WORKING DATA
----------------------------------------
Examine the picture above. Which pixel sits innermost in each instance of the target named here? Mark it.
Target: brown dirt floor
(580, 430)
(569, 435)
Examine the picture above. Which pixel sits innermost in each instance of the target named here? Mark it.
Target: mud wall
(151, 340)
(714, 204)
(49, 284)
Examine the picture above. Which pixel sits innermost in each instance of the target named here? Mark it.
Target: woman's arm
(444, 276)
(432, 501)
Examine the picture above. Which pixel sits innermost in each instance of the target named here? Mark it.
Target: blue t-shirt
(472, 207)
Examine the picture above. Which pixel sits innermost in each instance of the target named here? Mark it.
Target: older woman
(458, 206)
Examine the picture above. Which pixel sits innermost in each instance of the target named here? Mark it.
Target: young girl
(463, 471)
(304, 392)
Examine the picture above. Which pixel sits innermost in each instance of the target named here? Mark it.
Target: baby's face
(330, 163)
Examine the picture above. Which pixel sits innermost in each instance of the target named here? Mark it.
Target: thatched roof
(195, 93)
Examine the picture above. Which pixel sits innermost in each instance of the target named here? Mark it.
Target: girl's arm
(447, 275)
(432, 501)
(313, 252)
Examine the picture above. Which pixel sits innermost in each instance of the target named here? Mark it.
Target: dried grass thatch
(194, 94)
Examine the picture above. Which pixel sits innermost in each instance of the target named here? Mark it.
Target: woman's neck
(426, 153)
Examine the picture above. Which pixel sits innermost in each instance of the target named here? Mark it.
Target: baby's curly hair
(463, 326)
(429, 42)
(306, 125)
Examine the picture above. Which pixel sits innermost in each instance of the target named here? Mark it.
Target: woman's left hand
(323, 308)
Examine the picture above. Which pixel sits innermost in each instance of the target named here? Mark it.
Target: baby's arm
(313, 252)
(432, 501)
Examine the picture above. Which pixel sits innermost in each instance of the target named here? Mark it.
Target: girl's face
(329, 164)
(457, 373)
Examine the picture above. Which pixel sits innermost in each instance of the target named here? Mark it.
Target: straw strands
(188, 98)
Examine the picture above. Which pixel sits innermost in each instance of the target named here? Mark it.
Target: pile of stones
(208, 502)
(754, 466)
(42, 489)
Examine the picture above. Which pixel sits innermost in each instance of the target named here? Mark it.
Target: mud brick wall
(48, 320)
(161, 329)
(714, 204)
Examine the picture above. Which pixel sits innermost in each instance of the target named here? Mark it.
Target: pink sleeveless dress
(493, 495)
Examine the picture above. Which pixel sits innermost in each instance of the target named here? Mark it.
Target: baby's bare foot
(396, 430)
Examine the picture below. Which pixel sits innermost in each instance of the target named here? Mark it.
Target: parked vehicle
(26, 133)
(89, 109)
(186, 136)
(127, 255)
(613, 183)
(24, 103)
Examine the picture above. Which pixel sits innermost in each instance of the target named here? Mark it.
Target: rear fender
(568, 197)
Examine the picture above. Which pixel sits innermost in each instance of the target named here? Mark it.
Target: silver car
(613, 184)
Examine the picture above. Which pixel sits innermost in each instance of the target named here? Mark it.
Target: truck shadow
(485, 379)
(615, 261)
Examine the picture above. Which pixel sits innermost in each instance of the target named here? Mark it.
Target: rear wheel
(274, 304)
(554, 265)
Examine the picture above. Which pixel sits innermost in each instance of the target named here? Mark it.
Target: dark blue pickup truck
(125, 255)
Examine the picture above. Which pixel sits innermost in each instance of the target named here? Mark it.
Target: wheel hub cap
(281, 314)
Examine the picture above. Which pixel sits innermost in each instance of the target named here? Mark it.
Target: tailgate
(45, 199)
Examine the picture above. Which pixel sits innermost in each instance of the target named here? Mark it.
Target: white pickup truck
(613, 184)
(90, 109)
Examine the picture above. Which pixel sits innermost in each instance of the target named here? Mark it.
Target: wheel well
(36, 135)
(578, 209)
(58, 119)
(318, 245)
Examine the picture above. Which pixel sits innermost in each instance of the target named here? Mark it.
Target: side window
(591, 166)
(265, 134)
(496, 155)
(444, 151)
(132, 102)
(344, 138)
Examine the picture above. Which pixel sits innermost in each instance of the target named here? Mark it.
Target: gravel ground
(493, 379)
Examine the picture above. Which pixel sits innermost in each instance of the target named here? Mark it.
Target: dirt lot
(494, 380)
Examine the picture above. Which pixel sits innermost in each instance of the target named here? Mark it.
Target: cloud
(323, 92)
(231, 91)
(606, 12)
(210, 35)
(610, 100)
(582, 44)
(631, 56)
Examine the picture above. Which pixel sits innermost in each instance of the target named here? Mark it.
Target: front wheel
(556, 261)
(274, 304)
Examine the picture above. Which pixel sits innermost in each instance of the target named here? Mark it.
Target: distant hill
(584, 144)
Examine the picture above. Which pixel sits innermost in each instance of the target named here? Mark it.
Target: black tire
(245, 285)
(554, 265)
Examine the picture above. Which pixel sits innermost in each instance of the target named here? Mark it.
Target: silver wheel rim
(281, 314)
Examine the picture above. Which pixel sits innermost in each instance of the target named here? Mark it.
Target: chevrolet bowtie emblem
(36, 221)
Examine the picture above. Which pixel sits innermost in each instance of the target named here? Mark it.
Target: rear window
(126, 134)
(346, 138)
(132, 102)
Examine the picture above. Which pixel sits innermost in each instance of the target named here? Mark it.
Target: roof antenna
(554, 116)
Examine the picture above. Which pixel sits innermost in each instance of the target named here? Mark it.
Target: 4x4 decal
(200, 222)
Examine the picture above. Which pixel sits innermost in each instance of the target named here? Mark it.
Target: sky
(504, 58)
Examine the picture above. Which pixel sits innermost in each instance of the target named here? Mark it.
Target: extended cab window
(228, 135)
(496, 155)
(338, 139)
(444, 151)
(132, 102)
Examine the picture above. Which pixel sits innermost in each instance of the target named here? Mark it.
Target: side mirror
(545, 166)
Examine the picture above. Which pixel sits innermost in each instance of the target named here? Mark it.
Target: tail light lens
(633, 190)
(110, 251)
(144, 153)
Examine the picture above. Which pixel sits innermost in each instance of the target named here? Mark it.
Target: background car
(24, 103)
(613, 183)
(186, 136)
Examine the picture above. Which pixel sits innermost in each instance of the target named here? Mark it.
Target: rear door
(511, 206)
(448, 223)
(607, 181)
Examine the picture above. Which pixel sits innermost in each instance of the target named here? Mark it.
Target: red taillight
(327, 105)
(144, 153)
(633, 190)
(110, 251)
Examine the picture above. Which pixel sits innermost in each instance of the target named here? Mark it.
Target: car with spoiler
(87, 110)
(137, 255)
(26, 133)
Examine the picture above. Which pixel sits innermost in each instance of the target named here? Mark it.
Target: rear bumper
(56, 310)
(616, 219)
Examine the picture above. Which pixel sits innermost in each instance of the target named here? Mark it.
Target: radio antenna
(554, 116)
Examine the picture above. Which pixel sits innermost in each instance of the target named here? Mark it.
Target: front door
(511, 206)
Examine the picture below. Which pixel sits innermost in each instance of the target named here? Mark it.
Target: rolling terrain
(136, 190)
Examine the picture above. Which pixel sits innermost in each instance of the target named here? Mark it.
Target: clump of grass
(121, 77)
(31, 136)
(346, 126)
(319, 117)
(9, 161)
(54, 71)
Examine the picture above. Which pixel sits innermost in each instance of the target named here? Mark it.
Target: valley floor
----------------------------------------
Please reproduce all of the entries above exactly as they appear.

EXERCISE OUTPUT
Examine the picture above. Which pixel sits innermost in each instance of the target named here? Mark it.
Target: brown dirt floor
(580, 430)
(569, 435)
Examine the picture above. Which pixel sits innermost in each instance of the target named here? Mark it.
Target: mud wall
(151, 340)
(714, 204)
(49, 284)
Examine the picture above. Which pixel sits innermost in each instance of the target named here? Mark it.
Target: woman's arm
(444, 276)
(432, 501)
Examine the picture above. Which pixel sits innermost in each instance of the target named here? Mark it.
Target: blue t-shirt
(472, 207)
Examine the picture above. Which pixel sits innermost in each instance of the target named here? Mark it.
Target: older woman
(458, 206)
Examine the picture above. Which pixel sits innermost in each instance of the target named here? Mark it.
Target: young girl
(463, 471)
(304, 392)
Examine the picture above. Which pixel sits innermost in each instance of the target named here? Mark it.
Target: baby's face
(330, 163)
Examine the picture above. Which pixel sits innermost in each instance of the target named here? Mark it.
Target: thatched roof
(195, 93)
Examine the picture above. Which pixel sits innermost in each instance of the target named here? Mark it.
Target: girl's arm
(447, 275)
(432, 501)
(313, 252)
Examine the picture above. Which pixel sits innermost in each instance of the target named here? Mark it.
Target: dried grass thatch
(194, 94)
Examine the picture above. Which pixel sits innermost in each instance of the target named here? Mark it.
Target: woman's neck
(426, 153)
Examine the picture above. Which pixel sits innermost in each instance of the target named here? Mark it.
Target: baby's curly hair
(463, 326)
(429, 42)
(306, 125)
Examine the picture above. Which pixel sits innermost in each instance of the target named here? Mark it.
Target: woman's left hand
(323, 308)
Examine the picture above. Which pixel sits innermost in each instance of the target named here? Mark it.
Target: baby's arm
(313, 252)
(432, 501)
Examine the picture above. Which pixel sits innermost in each instance of the target named here? Mark it.
Target: girl's face
(329, 164)
(457, 373)
Examine the picture above. Which pixel sits innermost in each instance of the target named here? Mark it.
Target: straw strands
(188, 98)
Examine the picture above. Which pixel sits innermost in each instance of the target named here? Mark it.
Target: pile of stones
(208, 502)
(754, 466)
(42, 489)
Examine the picture above. Which pixel sits innermost in each instance of the target named here? Mark it.
Target: mud brick wall
(48, 320)
(161, 329)
(714, 204)
Examine the picture above. Which pixel sits innermost in each instance of the target named here? Mark it.
Target: pink sleeveless dress
(493, 495)
Examine the picture above. Which pixel sits innermost in each instance of the target named here? Mark it.
Target: baby's bare foot
(396, 430)
Examine the picture below. Which pixel sits innermost in each instance of the target named here? Mark it.
Target: parked vehicle
(26, 133)
(89, 109)
(186, 136)
(127, 255)
(613, 183)
(24, 103)
Examine the picture above. Which pixel sits innermost in each instance of the target named here? Mark it.
Target: rear fender
(568, 197)
Examine the picture above. Which pixel sits innermost in each instance of the target named here? Mark it.
Target: silver car
(613, 184)
Examine the picture above. Which pixel sits innermost in each instance of the target named here? Mark it.
Target: truck shadow
(485, 379)
(615, 261)
Examine the picture above. Which pixel sits innermost in each instance of the target named here? Mark it.
Target: rear wheel
(274, 304)
(554, 265)
Examine the picture above. Which pixel sits innermost in each instance of the target named here? Mark it.
Target: dark blue pickup truck
(125, 255)
Examine the picture above. Which pixel sits innermost in each instance of the target named here? Mark it.
Target: wheel hub cap
(281, 314)
Examine the picture above. Which pixel sits innermost in each instance of the target named here? Mark it.
Target: tailgate
(45, 199)
Examine the picture above. Which pixel sits innermost in each instance of the target named here? Mark it.
Target: white pickup truck
(613, 184)
(90, 109)
Examine the picture above. Which pixel sits innermost in each instance of the target named here? Mark it.
Target: wheel well
(36, 135)
(578, 209)
(58, 119)
(318, 245)
Examine the picture above. Which pixel sits innermost in each instance of the target named here? Mark it.
Target: side window
(591, 166)
(265, 134)
(496, 155)
(444, 151)
(132, 102)
(344, 138)
Examine the picture above. Which pixel sits innermost in each instance of the target named here? Mark it.
Target: gravel ground
(493, 379)
Examine the picture above. Which pixel sits innermost in each instance of the target named here? Mark it.
Target: dirt lot
(494, 380)
Examine the picture above. Which pixel sits innermost in each instance of the target named here? Mark it.
Target: cloud
(323, 92)
(231, 91)
(606, 12)
(210, 35)
(610, 100)
(582, 44)
(631, 56)
Examine the picture above. Which pixel sits innermost in each instance of the target named here? Mark it.
Target: front wheel
(556, 261)
(274, 304)
Examine the picture above. Which pixel sits innermost in each instance of the target named here? Mark it.
Target: distant hill
(584, 144)
Examine the picture above. Which pixel sits innermost in each instance of the target named here? Mark it.
Target: black tire
(245, 285)
(554, 265)
Examine the picture above. Which pixel sits innermost in each instance of the target named here? Mark it.
Target: silver wheel rim
(281, 314)
Examine the picture above. Which pixel sits innermost in each instance of the target named here? Mark it.
Target: chevrolet bowtie emblem
(36, 221)
Examine the picture above. Which pixel sits innermost in each instance of the target named here? Mark it.
Target: rear window
(126, 134)
(346, 138)
(132, 102)
Examine the picture above. Which pixel sits innermost in each instance of the target named here? Mark it.
Target: roof antenna
(554, 116)
Examine the picture above. Which pixel sits innermost in each instance of the target named here? Mark it.
Target: 4x4 decal
(200, 222)
Examine the picture above. Which pixel sits innermost in each instance of the target named here? Mark it.
Target: sky
(504, 58)
Examine the picture above. Which pixel sits innermost in each instance of the target named here? Mark it.
Target: extended cab window
(228, 135)
(496, 155)
(338, 139)
(444, 151)
(132, 102)
Examine the picture above. Which pixel sits innermost in each instance of the target named here? Mark it.
Target: side mirror
(545, 166)
Examine the picture above. Which pixel sits innermost in each instance of the target named here? Mark it.
Target: tail light lens
(633, 190)
(110, 251)
(144, 153)
Examine the picture above. Which pixel sits innermost in each instance of the target named here? Mark it.
Target: background car
(24, 103)
(613, 183)
(186, 136)
Examine the picture above. Which pixel sits innermost in each instance of the target named here? Mark it.
Target: rear door
(511, 206)
(448, 223)
(607, 181)
Examine the picture above. Which pixel sits innermost in each instance of the target named here? Mark it.
Target: red taillight
(327, 105)
(144, 153)
(633, 190)
(110, 251)
Examine the picture above. Which pixel sits innermost in each instance of the target named here? Mark it.
Target: car with spoiler
(87, 110)
(137, 255)
(26, 133)
Examine the picture above. Which pixel sits innermost in each instance of the target named here? Mark it.
Target: rear bumper
(56, 310)
(616, 219)
Examine the picture above. Which pixel sits innermost in each instance of the target named here? Mark it.
Target: radio antenna
(554, 116)
Examine the picture above. Which pixel sits innermost in each instance of the target named here? Mark it.
Target: front door
(511, 206)
Examine the picture below. Which pixel sits innermost in each instance of the target named here? Mark it.
Target: rolling terrain
(136, 190)
Examine the picture above. Which pixel sits innermost in each instance of the target named here? Mark it.
Target: clump of grass
(121, 77)
(31, 136)
(346, 126)
(319, 117)
(9, 161)
(54, 71)
Examine the picture above. Which pixel sits innermost in each instance of the target named here? Mark it.
Target: valley floor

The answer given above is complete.